**Extract to read**.
True Hoops

True Hoops

Thursday, June 6, 2013

Final Legacy

You should know that last year's NBA Finals match-up seemed like one made in heaven. The league's two best players vying for their first NBA championship as well as undisputed supremacy over the basketball world.

Well, you should know that this year's match-up will be even better.

We're talking past dynasty against a burgeoning one that is trying to take those reigns with a another chip. We're talking perhaps the best power forward ever vs. perhaps (already?) the best small forward ever - at the height of his powers. Oh, and that best power forward ever, he's not even the best player on his team right now.

Last year there was talk of perhaps a Jordan vs. Magic comparison.
I felt, best case scenario it was more a Magic/Bird (worst case for Durant: MJ/Drexler).

**Collected material**.
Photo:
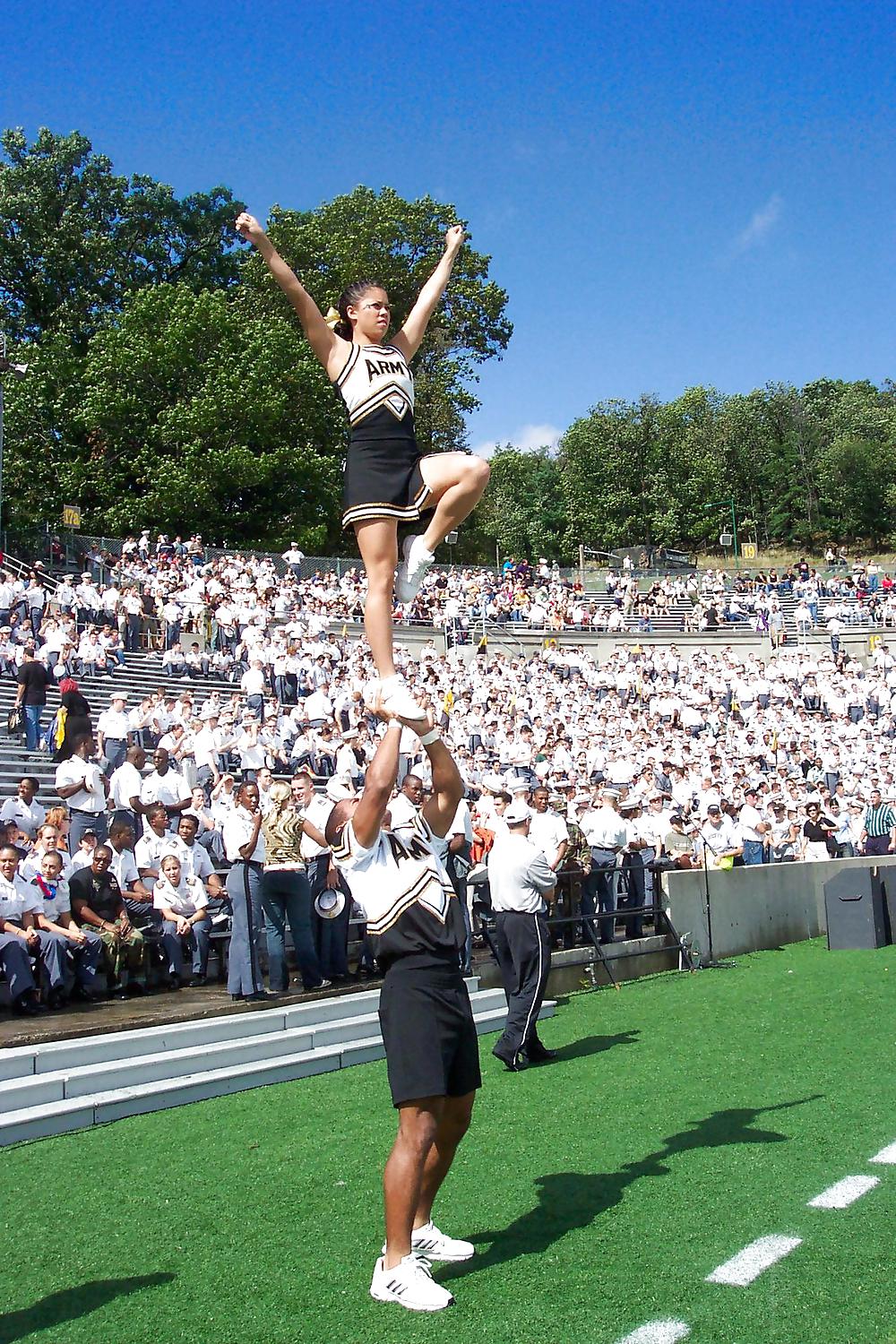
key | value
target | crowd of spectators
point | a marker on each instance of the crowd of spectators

**Complete the following**.
1. Decide whether each statement agrees with the NBA Finals post, and answer yes or no with the deciding words quoted from it: (a) Last year's Finals featured the league's two best players; (b) This year's match-up will be worse than last year's; (c) The best power forward ever is currently the best player on his team.
2. Write out the stretch of the NBA Finals post from "Last year there" through "for Durant: MJ/Drexler).".

**Outputs by task**.
1.
(a) Yes: "The league's two best players vying for their first NBA championship"
(b) No: "this year's match-up will be even better."
(c) No: "he's not even the best player on his team right now."

2.
Last year there was talk of perhaps a Jordan vs. Magic comparison.
I felt, best case scenario it was more a Magic/Bird (worst case for Durant: MJ/Drexler).